_EXERCISE PROMPT_.
Copy out each line below exactly as it appears.

--- Begin SOURCE RECORDS ---

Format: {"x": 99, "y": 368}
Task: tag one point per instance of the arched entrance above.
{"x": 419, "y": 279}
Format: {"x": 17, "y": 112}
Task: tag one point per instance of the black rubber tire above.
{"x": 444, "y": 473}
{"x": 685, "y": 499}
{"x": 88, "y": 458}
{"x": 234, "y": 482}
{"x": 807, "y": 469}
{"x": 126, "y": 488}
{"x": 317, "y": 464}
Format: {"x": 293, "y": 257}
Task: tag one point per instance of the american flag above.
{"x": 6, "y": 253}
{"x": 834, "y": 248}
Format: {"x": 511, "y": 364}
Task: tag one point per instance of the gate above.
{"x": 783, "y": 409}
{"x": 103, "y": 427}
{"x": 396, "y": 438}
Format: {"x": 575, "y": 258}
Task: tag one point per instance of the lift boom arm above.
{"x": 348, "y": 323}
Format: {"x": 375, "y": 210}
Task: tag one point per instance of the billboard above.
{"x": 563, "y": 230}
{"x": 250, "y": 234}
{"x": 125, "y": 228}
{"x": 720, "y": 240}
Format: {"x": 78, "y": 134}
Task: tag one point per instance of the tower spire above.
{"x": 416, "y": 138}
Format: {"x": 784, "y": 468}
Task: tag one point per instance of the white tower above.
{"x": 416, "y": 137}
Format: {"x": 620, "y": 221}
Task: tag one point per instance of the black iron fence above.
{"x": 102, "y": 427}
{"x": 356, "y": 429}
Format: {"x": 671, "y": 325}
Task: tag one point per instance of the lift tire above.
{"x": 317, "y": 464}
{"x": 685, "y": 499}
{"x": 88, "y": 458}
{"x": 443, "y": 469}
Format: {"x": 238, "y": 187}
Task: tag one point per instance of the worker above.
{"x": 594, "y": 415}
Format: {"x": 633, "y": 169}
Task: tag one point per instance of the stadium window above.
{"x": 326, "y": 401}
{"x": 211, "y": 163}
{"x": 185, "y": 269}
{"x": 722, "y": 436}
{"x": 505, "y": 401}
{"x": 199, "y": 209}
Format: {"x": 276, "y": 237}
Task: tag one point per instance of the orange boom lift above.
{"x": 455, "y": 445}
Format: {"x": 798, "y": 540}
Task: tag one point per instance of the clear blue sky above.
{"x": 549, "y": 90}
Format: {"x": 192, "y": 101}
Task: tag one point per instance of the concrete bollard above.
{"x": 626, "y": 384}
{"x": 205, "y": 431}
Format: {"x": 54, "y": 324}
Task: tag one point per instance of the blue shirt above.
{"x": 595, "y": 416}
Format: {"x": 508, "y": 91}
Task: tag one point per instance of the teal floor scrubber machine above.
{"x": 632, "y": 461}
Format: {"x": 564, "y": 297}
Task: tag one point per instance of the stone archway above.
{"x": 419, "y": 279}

--- End SOURCE RECORDS ---

_TASK SOLUTION_.
Format: {"x": 99, "y": 368}
Task: tag one point per instance of the arched entrance above.
{"x": 419, "y": 279}
Format: {"x": 17, "y": 112}
Task: tag one point per instance of the black rubber tire above.
{"x": 444, "y": 473}
{"x": 685, "y": 499}
{"x": 88, "y": 458}
{"x": 234, "y": 482}
{"x": 807, "y": 469}
{"x": 126, "y": 488}
{"x": 317, "y": 464}
Format: {"x": 293, "y": 257}
Task: tag one point per instance of the american flag above.
{"x": 6, "y": 253}
{"x": 834, "y": 248}
Format: {"x": 511, "y": 364}
Task: tag one point per instance of the gate above.
{"x": 783, "y": 409}
{"x": 103, "y": 427}
{"x": 396, "y": 438}
Format: {"x": 575, "y": 258}
Task: tag one point per instance of the lift boom arm above.
{"x": 348, "y": 323}
Format: {"x": 375, "y": 210}
Task: tag one point per instance of the billboard above.
{"x": 563, "y": 230}
{"x": 250, "y": 234}
{"x": 125, "y": 228}
{"x": 720, "y": 240}
Format: {"x": 78, "y": 134}
Task: tag one point per instance of the tower spire above.
{"x": 416, "y": 138}
Format: {"x": 784, "y": 468}
Task: tag one point per instance of the white tower above.
{"x": 416, "y": 137}
Format: {"x": 620, "y": 221}
Task: tag one point per instance of the black iron fence above.
{"x": 102, "y": 427}
{"x": 356, "y": 429}
Format: {"x": 671, "y": 325}
Task: tag one point per instance of the lift tire above.
{"x": 317, "y": 464}
{"x": 685, "y": 499}
{"x": 88, "y": 458}
{"x": 443, "y": 469}
Format: {"x": 238, "y": 187}
Task: tag one point per instance of the worker above.
{"x": 594, "y": 415}
Format: {"x": 633, "y": 169}
Task: tag one point per instance of the stadium window above.
{"x": 326, "y": 401}
{"x": 211, "y": 163}
{"x": 185, "y": 269}
{"x": 722, "y": 436}
{"x": 505, "y": 401}
{"x": 199, "y": 209}
Format: {"x": 276, "y": 237}
Task: tag one point per instance of the orange boom lift above.
{"x": 455, "y": 445}
Format: {"x": 798, "y": 540}
Task: tag one point per instance of the clear blue sky above.
{"x": 549, "y": 90}
Format: {"x": 192, "y": 101}
Task: tag one point per instance of the concrete bollard above.
{"x": 626, "y": 384}
{"x": 205, "y": 431}
Format: {"x": 54, "y": 324}
Task: tag one point per instance of the blue shirt above.
{"x": 595, "y": 416}
Format: {"x": 508, "y": 91}
Task: tag one point per instance of the teal floor scrubber machine above.
{"x": 632, "y": 461}
Format: {"x": 564, "y": 297}
Task: tag one point per instance of the stone archway above.
{"x": 419, "y": 279}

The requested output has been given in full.